#### [Objective]
Can you give the items below again with every "mask" changed to "outline" and everything else left as it is?

#### [Input rows]
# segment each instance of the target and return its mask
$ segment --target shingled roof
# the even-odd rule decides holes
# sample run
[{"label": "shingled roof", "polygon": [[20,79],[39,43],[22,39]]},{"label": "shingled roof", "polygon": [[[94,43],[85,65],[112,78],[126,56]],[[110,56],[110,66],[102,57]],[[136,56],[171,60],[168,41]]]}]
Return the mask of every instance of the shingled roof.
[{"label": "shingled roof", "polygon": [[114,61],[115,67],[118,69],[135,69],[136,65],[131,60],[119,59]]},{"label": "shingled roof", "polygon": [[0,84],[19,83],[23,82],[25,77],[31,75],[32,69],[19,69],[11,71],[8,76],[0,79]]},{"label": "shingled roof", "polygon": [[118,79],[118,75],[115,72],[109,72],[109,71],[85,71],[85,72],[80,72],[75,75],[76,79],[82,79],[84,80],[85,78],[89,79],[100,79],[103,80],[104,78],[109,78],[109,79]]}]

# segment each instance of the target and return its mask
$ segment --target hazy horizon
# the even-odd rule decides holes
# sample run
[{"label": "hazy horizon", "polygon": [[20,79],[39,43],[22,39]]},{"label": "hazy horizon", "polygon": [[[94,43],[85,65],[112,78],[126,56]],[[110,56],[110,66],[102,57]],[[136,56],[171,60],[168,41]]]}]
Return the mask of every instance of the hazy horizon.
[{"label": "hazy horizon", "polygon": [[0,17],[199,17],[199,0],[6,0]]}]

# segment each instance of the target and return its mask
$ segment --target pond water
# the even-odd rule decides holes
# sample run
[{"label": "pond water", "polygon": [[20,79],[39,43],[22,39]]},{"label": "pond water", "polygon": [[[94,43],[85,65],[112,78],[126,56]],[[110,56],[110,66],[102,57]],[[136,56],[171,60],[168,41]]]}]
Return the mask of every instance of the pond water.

#### [Answer below]
# segment each instance of the target and return its outline
$ segment --target shingled roof
# the even-odd rule decides holes
# sample run
[{"label": "shingled roof", "polygon": [[20,79],[39,43],[22,39]]},{"label": "shingled roof", "polygon": [[[94,43],[85,65],[112,78],[126,56]],[[110,56],[110,66],[102,57]],[[136,56],[171,60],[168,41]]]}]
Return the outline of every instance of the shingled roof.
[{"label": "shingled roof", "polygon": [[114,61],[115,67],[118,69],[135,69],[136,65],[131,60],[119,59]]},{"label": "shingled roof", "polygon": [[0,84],[19,83],[23,82],[25,77],[31,75],[32,69],[19,69],[11,71],[8,76],[0,79]]},{"label": "shingled roof", "polygon": [[118,79],[118,75],[115,72],[109,72],[109,71],[85,71],[85,72],[80,72],[75,75],[76,79],[82,79],[84,80],[85,78],[89,79],[100,79],[103,80],[104,78],[109,78],[109,79]]}]

# segment each instance of the target and return its outline
$ segment --target hazy horizon
# the even-odd rule decides holes
# sample run
[{"label": "hazy horizon", "polygon": [[20,79],[39,43],[22,39]]},{"label": "hazy horizon", "polygon": [[[94,43],[85,65],[112,78],[126,56]],[[110,56],[110,66],[102,57]],[[136,56],[171,60],[168,41]]]}]
Return the outline of every instance of the hazy horizon.
[{"label": "hazy horizon", "polygon": [[0,17],[199,17],[199,0],[6,0]]}]

# segment each instance of the target and return its outline
$ segment --target pond water
# the even-odd rule decides holes
# sample run
[{"label": "pond water", "polygon": [[20,79],[39,43],[22,39]]},{"label": "pond water", "polygon": [[[94,43],[85,65],[112,78],[126,56]],[[110,56],[110,66],[102,57]],[[136,56],[171,60],[168,41]]]}]
Return the outline of every instance of the pond water.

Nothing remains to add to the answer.